• **Document segment**:
● ● ●

Author Andrew Joseph White was astounded by the success of his debut indie novel, Hell Followed with Us, when it came out in 2022. "I was under the impression that I wouldn't get above cult classic — maybe if I was lucky — and then it hit the New York Times bestseller list, and it hit the indie list, and it stayed there," he said.
The dark horror fantasy helped to cement White as one of the most highly anticipated new writers of the 2020s. However, his success came at a price.
"I was startled when it came time to write book two, because I had a lot of pressure," White admitted. "On top of that, I had been working on [Hell Followed with Us] for four years before it was released, so I had a lot of time to sit on the characters and the world and what I was trying to say... [For] The Spirit Bares Its Teeth, I had maybe half of that. I had to jump right into it. I didn't have time to build everything slowly. I had to figure everything out as I was writing and editing it."
For nearly two years, White wrote and rewrote his sophomore novel. Even in the late stages of copyediting, he was still solving world-building issues and reconstructing the novel's ending.
"I legitimately hated The Spirit Bares Its Teeth until it landed in my hands as an advance reader copy," White said. "It went through seven drafts. It didn't feel right. Even after I fixed everything, it still felt incoherent, because I had fixed everything in bits and pieces, and I couldn't remember what I had removed. I couldn't remember what was still there. So the first time I got the advance reader copy, and I read it through, I was like, 'Oh, I did okay.'"
Shortly after The Spirit Bares Its Teeth hit shelves and early reviews showed he had another hit on his hands, for days, White ignored calls from a librarian interested in the book.
"I have a noted tendency to ignore publishing industry calls, because I don't like talking on the phone. I hate the phone. It's an autism thing," White said.
Finally, when he returned the call, White got the news of a lifetime. "It's the American Library Association being like, 'Hey, you won the Stonewall Honor — congrats,'" White said with a laugh. "They put the book forward and were gunning for it, because it talks about the intersection of transness and disability, especially in a historical context — a 'we've always been here' sort of thing. It was awesome to hear, and I'm so glad I called them back, because I almost didn't!"
Disconnection
The intersections between Queer and Trans identities and disability have set White's work apart from other novels targeted toward older teenagers.

● ● ●

• **Dataset extract**:
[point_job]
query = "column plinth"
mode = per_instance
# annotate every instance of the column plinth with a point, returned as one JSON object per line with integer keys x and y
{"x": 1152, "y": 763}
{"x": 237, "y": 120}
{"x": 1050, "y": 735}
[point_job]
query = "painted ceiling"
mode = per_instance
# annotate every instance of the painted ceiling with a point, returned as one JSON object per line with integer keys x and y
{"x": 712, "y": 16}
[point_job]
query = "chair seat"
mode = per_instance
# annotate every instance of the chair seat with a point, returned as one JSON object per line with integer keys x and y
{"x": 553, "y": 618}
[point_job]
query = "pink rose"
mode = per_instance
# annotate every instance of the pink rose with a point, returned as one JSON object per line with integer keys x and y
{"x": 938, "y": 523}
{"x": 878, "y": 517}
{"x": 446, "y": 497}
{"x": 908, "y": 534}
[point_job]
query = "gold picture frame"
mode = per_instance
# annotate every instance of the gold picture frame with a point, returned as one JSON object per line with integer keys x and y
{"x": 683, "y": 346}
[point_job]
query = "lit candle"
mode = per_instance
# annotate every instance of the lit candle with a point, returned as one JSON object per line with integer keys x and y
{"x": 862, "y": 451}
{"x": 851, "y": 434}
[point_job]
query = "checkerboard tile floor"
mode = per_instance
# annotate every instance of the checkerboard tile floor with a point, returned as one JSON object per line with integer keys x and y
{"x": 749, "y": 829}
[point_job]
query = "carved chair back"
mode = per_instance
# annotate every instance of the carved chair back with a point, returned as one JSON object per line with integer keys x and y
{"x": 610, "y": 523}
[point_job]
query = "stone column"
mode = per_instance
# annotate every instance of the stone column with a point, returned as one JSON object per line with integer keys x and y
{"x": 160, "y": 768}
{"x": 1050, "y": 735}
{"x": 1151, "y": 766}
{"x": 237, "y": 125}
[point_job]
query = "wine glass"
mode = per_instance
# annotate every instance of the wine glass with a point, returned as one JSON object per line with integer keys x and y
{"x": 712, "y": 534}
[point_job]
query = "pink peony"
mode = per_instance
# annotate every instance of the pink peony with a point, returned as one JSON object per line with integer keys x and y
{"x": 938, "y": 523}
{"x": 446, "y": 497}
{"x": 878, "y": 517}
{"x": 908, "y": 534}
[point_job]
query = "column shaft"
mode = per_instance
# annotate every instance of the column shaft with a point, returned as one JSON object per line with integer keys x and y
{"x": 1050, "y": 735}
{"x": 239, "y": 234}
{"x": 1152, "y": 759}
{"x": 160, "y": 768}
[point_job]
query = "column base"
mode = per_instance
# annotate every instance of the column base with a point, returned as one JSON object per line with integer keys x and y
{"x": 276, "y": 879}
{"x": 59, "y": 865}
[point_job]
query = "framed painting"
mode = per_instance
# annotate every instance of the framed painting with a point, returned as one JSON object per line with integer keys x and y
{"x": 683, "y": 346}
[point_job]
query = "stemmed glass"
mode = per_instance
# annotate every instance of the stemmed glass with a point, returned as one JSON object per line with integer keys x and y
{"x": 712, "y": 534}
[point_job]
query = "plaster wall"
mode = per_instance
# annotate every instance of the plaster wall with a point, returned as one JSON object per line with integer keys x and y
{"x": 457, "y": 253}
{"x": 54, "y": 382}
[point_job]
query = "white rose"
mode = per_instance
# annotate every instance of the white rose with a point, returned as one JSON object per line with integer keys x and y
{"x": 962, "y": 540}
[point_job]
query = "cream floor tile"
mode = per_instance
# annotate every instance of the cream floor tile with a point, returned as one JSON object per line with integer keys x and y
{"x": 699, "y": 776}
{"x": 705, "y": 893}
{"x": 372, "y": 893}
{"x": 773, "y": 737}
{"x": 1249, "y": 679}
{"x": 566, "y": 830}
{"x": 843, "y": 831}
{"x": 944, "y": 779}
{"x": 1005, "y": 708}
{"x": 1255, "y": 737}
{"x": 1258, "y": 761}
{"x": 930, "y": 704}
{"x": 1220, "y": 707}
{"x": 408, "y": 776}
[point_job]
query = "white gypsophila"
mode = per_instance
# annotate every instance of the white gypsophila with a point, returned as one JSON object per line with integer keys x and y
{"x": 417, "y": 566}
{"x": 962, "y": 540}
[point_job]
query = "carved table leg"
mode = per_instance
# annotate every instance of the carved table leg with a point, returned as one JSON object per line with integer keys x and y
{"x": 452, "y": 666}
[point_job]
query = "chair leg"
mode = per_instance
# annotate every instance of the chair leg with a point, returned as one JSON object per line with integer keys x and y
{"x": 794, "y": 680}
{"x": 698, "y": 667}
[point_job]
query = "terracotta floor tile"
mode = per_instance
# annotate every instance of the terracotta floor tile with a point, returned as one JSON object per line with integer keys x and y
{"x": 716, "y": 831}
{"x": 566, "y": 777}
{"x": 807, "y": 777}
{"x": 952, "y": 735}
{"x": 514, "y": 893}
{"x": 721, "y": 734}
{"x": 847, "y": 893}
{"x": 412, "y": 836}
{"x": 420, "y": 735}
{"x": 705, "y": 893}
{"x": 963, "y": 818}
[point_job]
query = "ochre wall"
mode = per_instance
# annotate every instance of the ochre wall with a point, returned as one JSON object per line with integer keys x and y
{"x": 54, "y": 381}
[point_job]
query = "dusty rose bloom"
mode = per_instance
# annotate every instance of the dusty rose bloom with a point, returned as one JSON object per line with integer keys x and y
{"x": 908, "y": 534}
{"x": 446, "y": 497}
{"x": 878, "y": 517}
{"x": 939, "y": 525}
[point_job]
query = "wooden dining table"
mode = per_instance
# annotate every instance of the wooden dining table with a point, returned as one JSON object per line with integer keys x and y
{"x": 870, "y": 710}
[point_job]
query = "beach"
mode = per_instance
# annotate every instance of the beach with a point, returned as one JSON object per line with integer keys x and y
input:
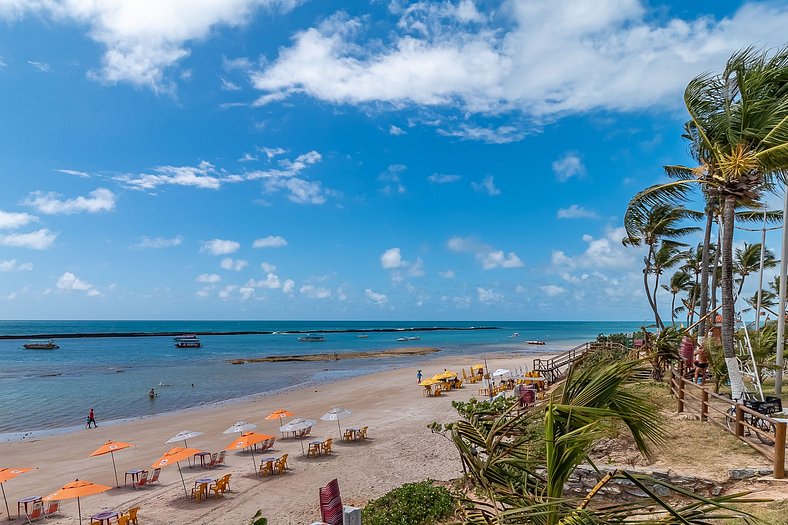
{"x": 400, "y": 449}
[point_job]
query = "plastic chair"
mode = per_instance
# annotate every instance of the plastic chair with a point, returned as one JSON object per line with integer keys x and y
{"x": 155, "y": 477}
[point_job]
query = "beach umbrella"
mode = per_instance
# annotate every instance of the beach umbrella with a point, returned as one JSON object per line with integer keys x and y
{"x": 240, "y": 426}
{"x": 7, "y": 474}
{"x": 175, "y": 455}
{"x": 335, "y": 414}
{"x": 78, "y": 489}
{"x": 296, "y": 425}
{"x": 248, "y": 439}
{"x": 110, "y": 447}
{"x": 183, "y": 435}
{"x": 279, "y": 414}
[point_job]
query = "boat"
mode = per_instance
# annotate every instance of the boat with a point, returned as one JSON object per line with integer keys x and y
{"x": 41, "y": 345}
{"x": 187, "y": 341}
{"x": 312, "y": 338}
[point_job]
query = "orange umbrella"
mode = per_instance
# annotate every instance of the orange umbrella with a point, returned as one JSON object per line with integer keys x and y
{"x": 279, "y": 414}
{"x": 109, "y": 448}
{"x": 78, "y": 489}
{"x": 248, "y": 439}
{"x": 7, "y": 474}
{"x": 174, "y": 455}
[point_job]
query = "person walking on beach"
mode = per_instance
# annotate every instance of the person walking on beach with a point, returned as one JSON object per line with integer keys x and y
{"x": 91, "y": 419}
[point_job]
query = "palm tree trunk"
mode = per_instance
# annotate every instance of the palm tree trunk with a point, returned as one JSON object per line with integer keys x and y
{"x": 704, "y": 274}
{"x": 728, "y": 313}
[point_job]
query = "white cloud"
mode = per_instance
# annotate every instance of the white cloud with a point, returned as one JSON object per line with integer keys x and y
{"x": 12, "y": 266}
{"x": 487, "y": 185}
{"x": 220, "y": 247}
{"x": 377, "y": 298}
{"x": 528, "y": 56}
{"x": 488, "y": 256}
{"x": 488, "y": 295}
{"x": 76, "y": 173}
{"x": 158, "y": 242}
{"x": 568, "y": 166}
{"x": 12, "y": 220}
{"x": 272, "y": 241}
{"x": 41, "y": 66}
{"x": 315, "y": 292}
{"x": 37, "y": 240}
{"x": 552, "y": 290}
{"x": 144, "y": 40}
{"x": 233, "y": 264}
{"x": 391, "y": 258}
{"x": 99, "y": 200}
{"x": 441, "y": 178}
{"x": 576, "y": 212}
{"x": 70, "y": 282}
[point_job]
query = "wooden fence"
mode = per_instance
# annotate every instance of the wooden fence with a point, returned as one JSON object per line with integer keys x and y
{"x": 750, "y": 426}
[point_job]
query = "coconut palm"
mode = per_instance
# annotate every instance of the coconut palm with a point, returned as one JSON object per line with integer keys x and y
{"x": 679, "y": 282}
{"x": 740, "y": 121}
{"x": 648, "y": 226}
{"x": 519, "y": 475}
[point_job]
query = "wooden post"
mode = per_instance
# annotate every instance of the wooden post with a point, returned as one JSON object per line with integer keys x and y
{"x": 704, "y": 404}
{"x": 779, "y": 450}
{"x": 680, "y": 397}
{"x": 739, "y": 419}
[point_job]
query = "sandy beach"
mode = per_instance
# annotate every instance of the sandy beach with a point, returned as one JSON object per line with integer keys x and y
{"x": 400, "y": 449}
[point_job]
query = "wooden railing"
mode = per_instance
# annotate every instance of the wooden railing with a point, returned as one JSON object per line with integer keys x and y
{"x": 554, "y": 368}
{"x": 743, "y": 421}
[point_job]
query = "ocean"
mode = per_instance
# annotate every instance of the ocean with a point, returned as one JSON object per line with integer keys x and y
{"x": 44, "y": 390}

● ● ●

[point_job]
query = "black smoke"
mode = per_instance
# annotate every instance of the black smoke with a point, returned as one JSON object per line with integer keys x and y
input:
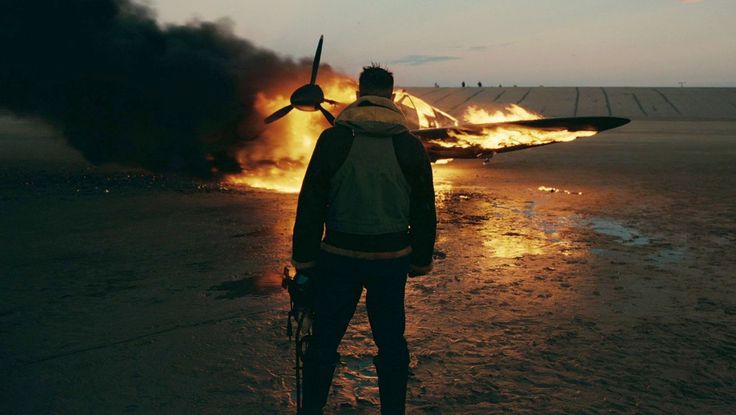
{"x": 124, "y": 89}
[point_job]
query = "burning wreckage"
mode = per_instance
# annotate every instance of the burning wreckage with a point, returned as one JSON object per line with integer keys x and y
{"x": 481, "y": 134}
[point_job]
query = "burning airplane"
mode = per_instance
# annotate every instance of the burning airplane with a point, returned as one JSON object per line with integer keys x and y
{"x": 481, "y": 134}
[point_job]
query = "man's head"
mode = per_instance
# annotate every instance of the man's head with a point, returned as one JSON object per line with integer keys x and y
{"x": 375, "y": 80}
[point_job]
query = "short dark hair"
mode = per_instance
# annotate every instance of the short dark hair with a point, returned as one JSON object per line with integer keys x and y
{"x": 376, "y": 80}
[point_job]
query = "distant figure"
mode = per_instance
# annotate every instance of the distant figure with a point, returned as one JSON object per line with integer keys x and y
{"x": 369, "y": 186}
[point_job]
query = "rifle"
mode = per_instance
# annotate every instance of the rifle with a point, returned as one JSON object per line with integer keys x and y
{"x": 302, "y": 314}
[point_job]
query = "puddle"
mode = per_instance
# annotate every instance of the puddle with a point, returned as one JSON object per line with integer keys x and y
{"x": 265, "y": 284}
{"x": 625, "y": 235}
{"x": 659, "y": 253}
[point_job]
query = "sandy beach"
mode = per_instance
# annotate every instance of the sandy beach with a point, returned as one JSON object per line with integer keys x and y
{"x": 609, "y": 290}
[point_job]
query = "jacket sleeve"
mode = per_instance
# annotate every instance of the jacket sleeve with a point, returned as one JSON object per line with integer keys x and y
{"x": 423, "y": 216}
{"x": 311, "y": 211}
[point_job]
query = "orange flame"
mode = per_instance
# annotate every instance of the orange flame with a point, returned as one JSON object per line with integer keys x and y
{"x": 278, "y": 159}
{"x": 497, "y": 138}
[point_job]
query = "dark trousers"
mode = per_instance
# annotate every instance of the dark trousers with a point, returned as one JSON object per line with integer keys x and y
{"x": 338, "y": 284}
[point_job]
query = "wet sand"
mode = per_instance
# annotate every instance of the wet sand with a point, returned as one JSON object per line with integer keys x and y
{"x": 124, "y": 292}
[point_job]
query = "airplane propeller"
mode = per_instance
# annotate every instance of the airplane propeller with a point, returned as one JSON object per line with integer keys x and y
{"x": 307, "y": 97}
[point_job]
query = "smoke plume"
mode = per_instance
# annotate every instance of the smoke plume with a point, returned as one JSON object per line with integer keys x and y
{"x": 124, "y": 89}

● ● ●

• **List of tasks**:
[1] According to the article about author Andrew Joseph White, how many drafts did The Spirit Bares Its Teeth go through?
[2] Extend the article about author Andrew Joseph White, picking up after its final sentence.

• **Responses by item number**:
[1] Seven drafts.

[2]
"I didn't know that I was Trans until I was 19," he said. "I had extremely vicious gender dysphoria starting at the age of about 11 or 12. I didn't know what it was. All I knew was that something was wrong."
White also did not know he was autistic until he received a diagnosis in his twenties, explaining the lifelong disconnect he'd felt from peers.
"If you're disconnected from yourself and you're disconnected from others, what does that leave you? The only place I saw that struggle reflected anywhere was monsters, because they are rejected [by] society and very often have a tenuous relationship with themselves," he added.
So White was drawn to the world of the dark: gory video games, horror movies, and books that he can only describe as "truly disgusting," such as Pig, a favorite he keeps on his writing desk at all times. Horror novels were where a young White felt free, before he had words to describe the disconnect he felt from his own body.
"When I was younger, I didn't like YA horror, because it wasn't disgusting enough. If I didn't feel physically ill, it didn't do anything for me," he said.
Now, when White sits down to write a book, he thinks about what his 16-year-old self needed. He doesn't coddle readers and writes horror for fans truly interested in being disgusted.
Writing the books he wanted as a kid means writing books that not all adults will approve of. "The stuff I wanted to read as a teenager wasn't the stuff adults usually want their teenagers to be reading, so I was a little stressed about that. But when the book sold, I was honestly blown away by the fact that my publisher, Peach Tree Teen, didn't try to rein me in. They let me get away with anything."
Fans of Hell Followed with Us will be equally delighted and horrified by the lengths White's latest novel goes to to express feelings of existing as a monster in your own body. The Spirit Bares Its Teeth allows readers to feel their anger and encourages them to find the power in it.
"Anger is what changes things. Anger is a secondary emotion to fear, upset, sadness, and injustice. You can move mountains with rage. That's what it's there for," White said.
The Spirit Bares Its Teeth is available now. White's upcoming third novel, Compound Fracture, will hit shelves in late 2024.